◆ REQUIREMENTS: Scale part of the listing below: begin at the line that contains "In the UI screenshot above, locate the mountain" and stop after the last line of the listing. Give only those lines again, requests included, with every bounding-box coordinate in the answers multiplied by 0.3 and rounded to a whole number, halves rounding up.

◆ MATERIAL TO PROCESS:
......
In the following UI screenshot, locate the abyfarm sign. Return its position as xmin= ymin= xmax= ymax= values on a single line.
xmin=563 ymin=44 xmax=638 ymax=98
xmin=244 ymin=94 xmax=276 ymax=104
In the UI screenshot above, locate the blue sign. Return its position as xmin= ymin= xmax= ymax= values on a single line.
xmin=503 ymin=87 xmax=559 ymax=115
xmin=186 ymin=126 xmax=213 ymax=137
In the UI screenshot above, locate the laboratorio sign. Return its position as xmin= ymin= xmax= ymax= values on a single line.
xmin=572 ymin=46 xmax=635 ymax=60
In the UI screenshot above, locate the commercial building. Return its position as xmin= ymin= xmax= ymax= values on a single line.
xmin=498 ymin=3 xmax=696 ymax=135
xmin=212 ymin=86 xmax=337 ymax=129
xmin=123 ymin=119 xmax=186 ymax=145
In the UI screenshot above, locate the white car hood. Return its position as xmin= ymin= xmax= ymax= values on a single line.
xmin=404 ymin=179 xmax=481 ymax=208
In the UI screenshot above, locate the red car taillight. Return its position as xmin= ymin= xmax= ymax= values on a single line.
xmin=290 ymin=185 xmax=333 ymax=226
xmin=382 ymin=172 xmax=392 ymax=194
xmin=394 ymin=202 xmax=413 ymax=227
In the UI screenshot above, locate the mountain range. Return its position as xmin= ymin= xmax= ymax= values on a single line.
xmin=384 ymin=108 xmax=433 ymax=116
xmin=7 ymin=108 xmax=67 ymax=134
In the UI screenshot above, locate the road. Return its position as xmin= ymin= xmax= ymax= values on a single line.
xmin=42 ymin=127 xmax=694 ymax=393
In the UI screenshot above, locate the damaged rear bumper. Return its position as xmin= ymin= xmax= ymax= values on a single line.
......
◆ FINAL RESULT:
In the UI screenshot above, locate the mountain range. Return its position as xmin= ymin= xmax= ymax= values on a single line.
xmin=115 ymin=32 xmax=130 ymax=35
xmin=2 ymin=32 xmax=20 ymax=40
In the UI screenshot above, locate the road. Return its position as xmin= ymin= xmax= ymax= values on a single line.
xmin=13 ymin=38 xmax=208 ymax=118
In the UI screenshot above, locate the damaged rear bumper. Return its position as xmin= ymin= xmax= ymax= values on a single line.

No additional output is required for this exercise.